Task prompt: Show each line of the records below that contains the word "soldier". Matching is case-sensitive.

Exercise materials:

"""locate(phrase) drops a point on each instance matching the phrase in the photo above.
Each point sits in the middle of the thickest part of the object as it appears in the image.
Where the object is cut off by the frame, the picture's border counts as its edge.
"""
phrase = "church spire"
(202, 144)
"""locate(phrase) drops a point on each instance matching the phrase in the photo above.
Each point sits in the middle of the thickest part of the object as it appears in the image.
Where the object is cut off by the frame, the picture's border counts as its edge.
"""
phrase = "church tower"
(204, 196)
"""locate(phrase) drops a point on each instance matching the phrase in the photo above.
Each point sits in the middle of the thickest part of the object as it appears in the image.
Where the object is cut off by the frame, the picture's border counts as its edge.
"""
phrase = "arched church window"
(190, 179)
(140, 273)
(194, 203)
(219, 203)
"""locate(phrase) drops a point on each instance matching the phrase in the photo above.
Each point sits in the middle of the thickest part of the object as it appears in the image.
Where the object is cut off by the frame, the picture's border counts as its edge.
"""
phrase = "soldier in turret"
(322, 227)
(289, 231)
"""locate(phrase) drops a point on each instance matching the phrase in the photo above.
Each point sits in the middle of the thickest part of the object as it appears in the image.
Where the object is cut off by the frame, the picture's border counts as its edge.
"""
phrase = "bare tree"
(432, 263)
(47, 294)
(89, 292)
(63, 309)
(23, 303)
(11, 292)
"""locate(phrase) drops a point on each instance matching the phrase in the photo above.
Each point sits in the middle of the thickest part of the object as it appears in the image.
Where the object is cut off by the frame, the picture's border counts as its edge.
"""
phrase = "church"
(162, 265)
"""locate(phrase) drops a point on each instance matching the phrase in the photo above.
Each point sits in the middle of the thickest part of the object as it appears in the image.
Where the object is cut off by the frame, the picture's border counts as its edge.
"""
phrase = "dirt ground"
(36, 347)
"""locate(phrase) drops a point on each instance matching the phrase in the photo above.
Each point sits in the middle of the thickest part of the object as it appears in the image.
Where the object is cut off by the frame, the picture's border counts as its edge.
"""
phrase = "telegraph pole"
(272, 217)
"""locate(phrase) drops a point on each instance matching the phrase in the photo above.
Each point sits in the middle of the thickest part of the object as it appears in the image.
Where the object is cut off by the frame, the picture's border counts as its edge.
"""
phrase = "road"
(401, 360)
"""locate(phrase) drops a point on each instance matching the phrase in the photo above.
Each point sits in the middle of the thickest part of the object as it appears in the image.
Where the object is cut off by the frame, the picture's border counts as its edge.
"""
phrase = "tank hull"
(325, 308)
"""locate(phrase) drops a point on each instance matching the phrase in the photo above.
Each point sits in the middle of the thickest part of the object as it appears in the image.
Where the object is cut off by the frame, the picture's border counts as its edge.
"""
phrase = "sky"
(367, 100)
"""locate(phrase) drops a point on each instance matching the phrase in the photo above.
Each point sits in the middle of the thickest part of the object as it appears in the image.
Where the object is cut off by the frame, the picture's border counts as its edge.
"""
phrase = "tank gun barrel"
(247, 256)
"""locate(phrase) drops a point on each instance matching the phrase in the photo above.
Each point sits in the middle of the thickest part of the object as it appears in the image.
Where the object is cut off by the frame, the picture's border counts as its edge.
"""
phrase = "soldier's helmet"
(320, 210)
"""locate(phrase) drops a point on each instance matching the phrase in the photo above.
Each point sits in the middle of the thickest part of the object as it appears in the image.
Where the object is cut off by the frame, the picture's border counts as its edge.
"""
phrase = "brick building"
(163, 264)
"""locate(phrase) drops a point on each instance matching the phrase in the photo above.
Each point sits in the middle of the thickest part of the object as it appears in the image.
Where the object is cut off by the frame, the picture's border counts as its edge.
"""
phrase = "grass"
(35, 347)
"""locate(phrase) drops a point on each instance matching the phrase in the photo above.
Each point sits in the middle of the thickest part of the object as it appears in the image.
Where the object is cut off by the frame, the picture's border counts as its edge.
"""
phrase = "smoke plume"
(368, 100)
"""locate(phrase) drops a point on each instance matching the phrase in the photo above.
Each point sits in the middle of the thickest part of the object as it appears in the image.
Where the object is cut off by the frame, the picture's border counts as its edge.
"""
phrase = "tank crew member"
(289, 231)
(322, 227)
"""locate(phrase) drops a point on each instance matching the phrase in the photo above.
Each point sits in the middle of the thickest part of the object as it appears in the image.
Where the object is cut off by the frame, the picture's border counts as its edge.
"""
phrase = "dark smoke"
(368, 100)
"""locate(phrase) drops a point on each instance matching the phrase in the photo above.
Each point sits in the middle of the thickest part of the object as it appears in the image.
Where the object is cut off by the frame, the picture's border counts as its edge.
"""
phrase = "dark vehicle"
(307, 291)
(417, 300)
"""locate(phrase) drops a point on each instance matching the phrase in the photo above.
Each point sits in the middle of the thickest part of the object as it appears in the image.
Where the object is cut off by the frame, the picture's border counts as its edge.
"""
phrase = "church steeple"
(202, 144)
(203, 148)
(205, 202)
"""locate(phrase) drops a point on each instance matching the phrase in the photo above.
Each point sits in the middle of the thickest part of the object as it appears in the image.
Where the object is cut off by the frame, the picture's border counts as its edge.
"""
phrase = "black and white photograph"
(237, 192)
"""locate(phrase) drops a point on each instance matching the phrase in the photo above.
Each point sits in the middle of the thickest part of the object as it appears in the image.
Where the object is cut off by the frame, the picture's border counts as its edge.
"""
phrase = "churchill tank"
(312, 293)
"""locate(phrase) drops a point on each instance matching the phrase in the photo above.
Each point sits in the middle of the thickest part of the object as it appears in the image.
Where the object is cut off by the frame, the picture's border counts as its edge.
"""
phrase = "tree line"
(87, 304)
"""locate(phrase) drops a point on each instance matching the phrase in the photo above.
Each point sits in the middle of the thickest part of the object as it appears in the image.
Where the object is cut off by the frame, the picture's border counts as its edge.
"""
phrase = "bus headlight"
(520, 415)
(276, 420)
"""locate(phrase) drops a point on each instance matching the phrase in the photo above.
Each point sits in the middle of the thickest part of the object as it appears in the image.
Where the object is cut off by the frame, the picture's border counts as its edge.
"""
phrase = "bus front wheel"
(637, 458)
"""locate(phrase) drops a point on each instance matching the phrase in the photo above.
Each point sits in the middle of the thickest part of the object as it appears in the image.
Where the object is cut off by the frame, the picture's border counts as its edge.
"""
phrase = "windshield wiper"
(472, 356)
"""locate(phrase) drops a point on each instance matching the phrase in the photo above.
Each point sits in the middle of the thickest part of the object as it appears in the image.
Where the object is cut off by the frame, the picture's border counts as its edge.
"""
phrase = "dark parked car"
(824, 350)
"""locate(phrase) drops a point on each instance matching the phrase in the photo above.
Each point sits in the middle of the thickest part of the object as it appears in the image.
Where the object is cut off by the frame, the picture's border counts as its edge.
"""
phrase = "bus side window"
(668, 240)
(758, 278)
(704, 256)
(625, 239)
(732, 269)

Answer:
phrase = "soldier in turret"
phrase = "soldier's helmet"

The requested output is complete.